Required work: Starting at the line containing "[pin] woman's foot" and running through the end of the records, rewrite every line, requests included, offsetting each number in the answer coordinates by adding 135.
-- begin Provided information --
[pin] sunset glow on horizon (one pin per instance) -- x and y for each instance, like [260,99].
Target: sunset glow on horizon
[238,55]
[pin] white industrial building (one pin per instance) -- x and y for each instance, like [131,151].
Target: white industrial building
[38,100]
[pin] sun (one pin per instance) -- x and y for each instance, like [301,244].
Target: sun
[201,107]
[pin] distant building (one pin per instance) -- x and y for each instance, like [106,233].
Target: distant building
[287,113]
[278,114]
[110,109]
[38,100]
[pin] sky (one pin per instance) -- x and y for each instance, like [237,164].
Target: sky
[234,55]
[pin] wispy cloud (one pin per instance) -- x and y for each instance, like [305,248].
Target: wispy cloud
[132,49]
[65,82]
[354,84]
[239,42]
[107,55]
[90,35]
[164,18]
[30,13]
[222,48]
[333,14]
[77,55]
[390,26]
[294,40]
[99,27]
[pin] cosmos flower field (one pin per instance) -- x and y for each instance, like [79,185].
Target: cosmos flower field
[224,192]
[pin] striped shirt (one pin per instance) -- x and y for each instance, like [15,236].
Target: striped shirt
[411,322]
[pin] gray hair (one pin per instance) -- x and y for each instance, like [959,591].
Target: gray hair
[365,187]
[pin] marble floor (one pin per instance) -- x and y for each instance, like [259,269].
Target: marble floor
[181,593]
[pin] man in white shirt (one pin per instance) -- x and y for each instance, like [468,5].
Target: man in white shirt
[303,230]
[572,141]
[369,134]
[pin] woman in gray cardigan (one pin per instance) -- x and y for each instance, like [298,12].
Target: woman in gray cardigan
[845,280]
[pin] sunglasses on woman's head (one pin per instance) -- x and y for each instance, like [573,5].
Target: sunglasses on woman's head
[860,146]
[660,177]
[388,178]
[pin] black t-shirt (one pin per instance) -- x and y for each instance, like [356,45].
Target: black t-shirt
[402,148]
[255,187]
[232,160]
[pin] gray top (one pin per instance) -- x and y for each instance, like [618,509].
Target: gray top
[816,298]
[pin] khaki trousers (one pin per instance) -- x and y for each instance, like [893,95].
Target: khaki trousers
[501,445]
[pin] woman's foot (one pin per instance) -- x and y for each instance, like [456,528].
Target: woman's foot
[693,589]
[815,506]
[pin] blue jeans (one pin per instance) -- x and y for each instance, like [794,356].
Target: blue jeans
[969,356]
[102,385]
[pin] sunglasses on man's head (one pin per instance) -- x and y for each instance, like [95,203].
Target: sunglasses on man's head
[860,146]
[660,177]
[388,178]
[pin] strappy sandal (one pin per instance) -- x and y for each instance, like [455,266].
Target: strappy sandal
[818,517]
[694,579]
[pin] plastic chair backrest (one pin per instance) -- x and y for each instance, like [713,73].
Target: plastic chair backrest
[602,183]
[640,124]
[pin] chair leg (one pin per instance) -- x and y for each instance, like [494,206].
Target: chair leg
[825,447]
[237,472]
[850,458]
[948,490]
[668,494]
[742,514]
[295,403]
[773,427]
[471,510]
-- end Provided information --
Solution to this problem:
[pin] woman's foot (one pin per instance) -- x and y for each instance, like [456,528].
Target: woman's foot
[828,724]
[950,641]
[pin] blue jeans (one pin per instance) -- x and y for each instance, like [794,356].
Target: blue jeans
[1104,491]
[237,520]
[pin] sunglasses on man's head (one pin per instance) -- x and y for each instance, like [95,203].
Target: sunglasses on man's head
[995,281]
[795,312]
[523,313]
[pin] strappy sandal (one pin per instance) -- x and y for each instance, like [455,266].
Target: strappy sandal
[953,652]
[829,714]
[pin] plastic chair backrest (one pin per instance) -- x and y for each instance, like [713,73].
Target: plastic chair backrest
[737,318]
[775,259]
[pin] chair leg (one pin per instance) -- x and y for each instance, like [494,206].
Target: chair leg
[960,582]
[372,607]
[985,593]
[1083,625]
[803,629]
[877,649]
[430,538]
[908,562]
[606,645]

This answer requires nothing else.